Copy the full listing below line for line without changing anything, but leave out the pictures.

[Dataset excerpt]
________

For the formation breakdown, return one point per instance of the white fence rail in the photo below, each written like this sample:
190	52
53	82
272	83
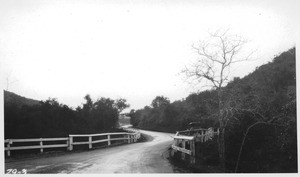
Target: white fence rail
68	142
188	138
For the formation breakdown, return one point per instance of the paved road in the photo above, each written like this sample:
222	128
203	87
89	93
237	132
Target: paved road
144	157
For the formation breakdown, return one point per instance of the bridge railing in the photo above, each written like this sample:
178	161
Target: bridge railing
68	142
184	141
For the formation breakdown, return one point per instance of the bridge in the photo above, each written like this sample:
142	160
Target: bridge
132	157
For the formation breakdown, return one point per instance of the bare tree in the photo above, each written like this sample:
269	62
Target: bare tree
216	57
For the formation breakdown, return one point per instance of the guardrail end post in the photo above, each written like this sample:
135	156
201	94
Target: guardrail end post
41	144
8	148
182	153
90	142
70	143
108	140
193	152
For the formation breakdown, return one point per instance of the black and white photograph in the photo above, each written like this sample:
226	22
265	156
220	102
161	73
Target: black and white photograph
202	87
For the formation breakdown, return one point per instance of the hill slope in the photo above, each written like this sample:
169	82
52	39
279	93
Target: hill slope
11	98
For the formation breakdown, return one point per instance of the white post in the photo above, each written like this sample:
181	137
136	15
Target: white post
108	142
41	144
70	143
8	148
90	142
182	153
193	154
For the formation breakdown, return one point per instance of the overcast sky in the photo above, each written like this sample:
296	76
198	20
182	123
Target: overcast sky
131	49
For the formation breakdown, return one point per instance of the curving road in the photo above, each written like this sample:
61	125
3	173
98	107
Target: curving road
144	157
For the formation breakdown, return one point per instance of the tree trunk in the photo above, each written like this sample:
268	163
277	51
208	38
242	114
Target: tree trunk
221	140
221	147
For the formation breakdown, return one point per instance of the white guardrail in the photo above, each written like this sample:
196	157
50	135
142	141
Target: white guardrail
131	136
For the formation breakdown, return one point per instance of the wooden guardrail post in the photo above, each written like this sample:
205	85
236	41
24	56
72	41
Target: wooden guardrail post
70	143
108	140
41	144
183	146
90	142
8	147
193	152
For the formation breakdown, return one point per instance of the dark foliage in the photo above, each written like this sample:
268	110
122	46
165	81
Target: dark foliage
51	119
262	103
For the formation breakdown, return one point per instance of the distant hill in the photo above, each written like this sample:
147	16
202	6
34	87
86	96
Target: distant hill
11	98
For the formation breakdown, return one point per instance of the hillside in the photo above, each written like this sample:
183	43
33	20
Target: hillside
11	98
262	103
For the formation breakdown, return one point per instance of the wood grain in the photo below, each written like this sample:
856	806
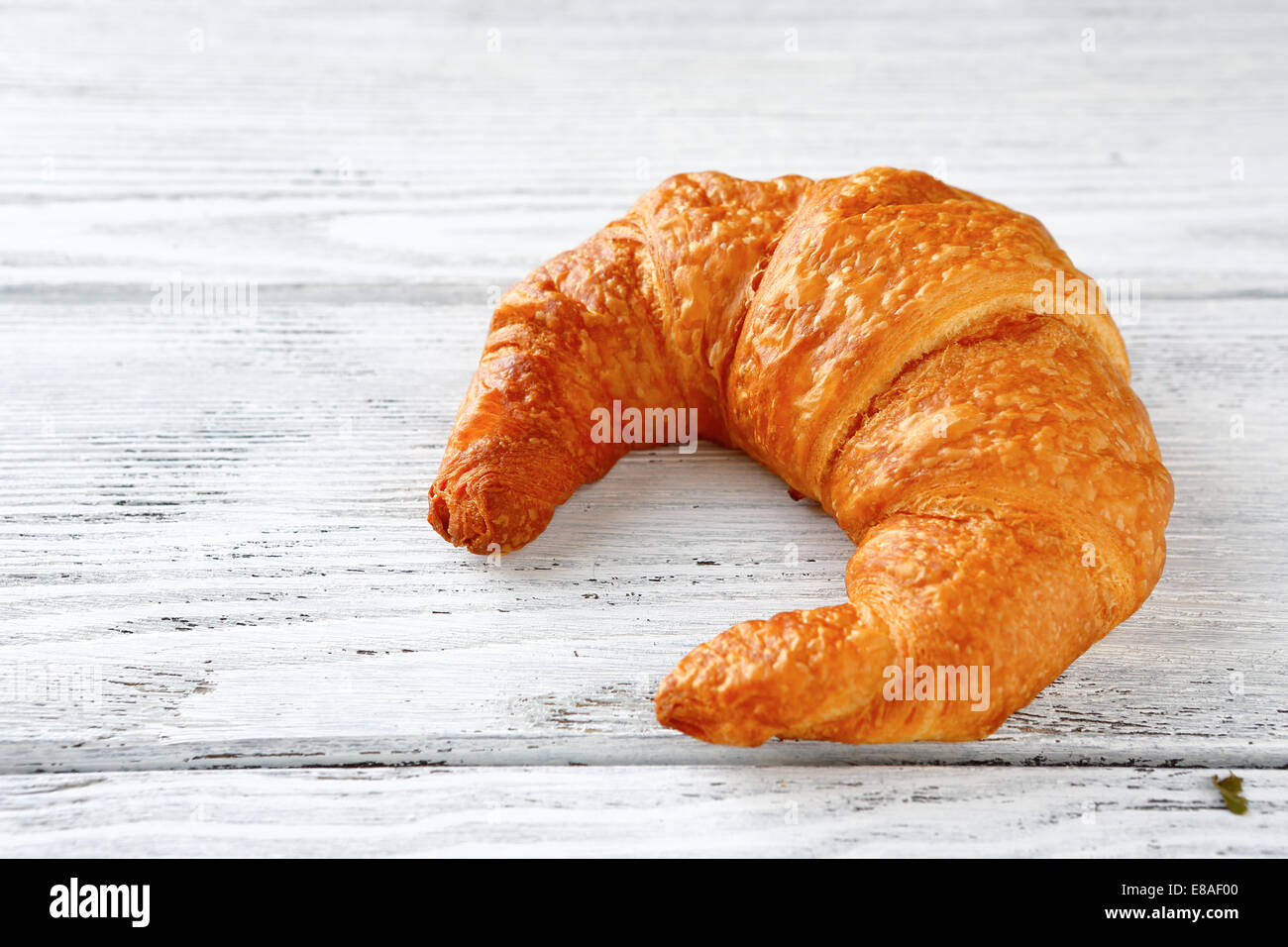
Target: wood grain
213	549
643	812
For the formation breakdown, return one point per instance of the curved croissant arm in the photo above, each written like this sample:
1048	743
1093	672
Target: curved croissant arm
872	341
1008	502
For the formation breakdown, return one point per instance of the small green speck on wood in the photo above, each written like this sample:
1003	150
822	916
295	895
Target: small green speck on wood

________

■ **Output of the task**
For the formation breakdown, return one point per instance of the white fence rail in the photo below, each written like this sample:
190	52
53	82
272	83
Target: white fence rail
68	142
188	138
For the formation breakdown, return one point per instance of the paved road in the photo above, each written like this sample:
222	128
203	87
89	93
237	132
Target: paved road
144	157
For the formation breakdown, return one point per instance of the bridge railing in the photo above, each written like this sample:
178	161
Target: bridge railing
68	142
184	141
For the formation breakdown, return one point per instance of the bridge in the photo above, each written like this sample:
142	160
Target: bridge
132	157
For the formation breakdown, return one point per instance of the bare tree in the photo above, each written like this sample:
269	62
Target: bare tree
216	57
For the formation breakdown, return one point per instance of the guardrail end post in the photo above, each written like this sample:
135	156
201	94
Target: guardrail end post
41	144
8	148
182	153
90	142
70	143
108	140
193	152
For the formation breakdown, return one point per instance of the black and white photograph in the photo above, each written like this sample:
226	22
265	156
220	102
161	73
Target: black and white photograph
202	87
For the formation breakdown, return one point per instance of the hill slope in the photo above, each written like this sample:
169	82
52	39
279	93
Target: hill slope
11	98
For the formation breakdown, return one point per instance of the white post in the photo above, each written like this sample:
181	137
136	15
Target: white post
108	142
41	144
70	143
8	148
90	142
182	153
193	154
For the formation breakdown, return one point per instance of the overcast sky in the photo above, each written like this sample:
296	76
198	20
182	123
Target: overcast sky
131	49
For the formation breakdown, return one point per instance of the curving road in the photo above, each written like this sample:
61	125
3	173
98	107
Target: curving road
144	157
For the formation breakdown, return one point per instance of the tree trunk in the photo above, each written like this sample:
268	163
277	51
208	38
242	114
Target: tree trunk
221	140
221	147
For the formation breakdown, return one point per instance of the white guardrail in the photo above, each written like this sample:
196	157
50	135
142	141
Target: white guardrail
131	136
For the formation breakdown, return one point per instance of the wooden guardrail post in the photo above, each written like this sample:
205	85
236	41
24	56
72	41
Target: wooden guardrail post
70	143
108	140
41	144
183	146
90	142
8	147
193	152
For the formation breakdown, return one point per instance of the dark foliage in the photo above, each written like this sample:
268	110
122	46
165	81
Target: dark foliage
51	119
262	103
For the formation breakdown, return one point per instance of the distant hill in the photo above, each written like this sample:
147	16
202	6
34	87
86	96
Target: distant hill
11	98
For the formation breakdown, return one point per instance of the hillside in the photo above, each written like this sample:
183	43
33	20
Target: hillside
11	98
262	103
For the formation breakdown, return one point per instance of the wood grain in the photo below, each written like this sample:
856	806
Target: wood grain
213	549
643	812
For the formation breakdown, return one point per instance of the curved croissant arm in the photo above, each written like this sample:
1048	743
1093	672
Target: curved croissant arm
872	341
1008	502
For the formation breakdown, return one point per instance of the small green speck on wood in the photo above, each written like this sample:
1003	150
822	916
295	895
Target: small green speck on wood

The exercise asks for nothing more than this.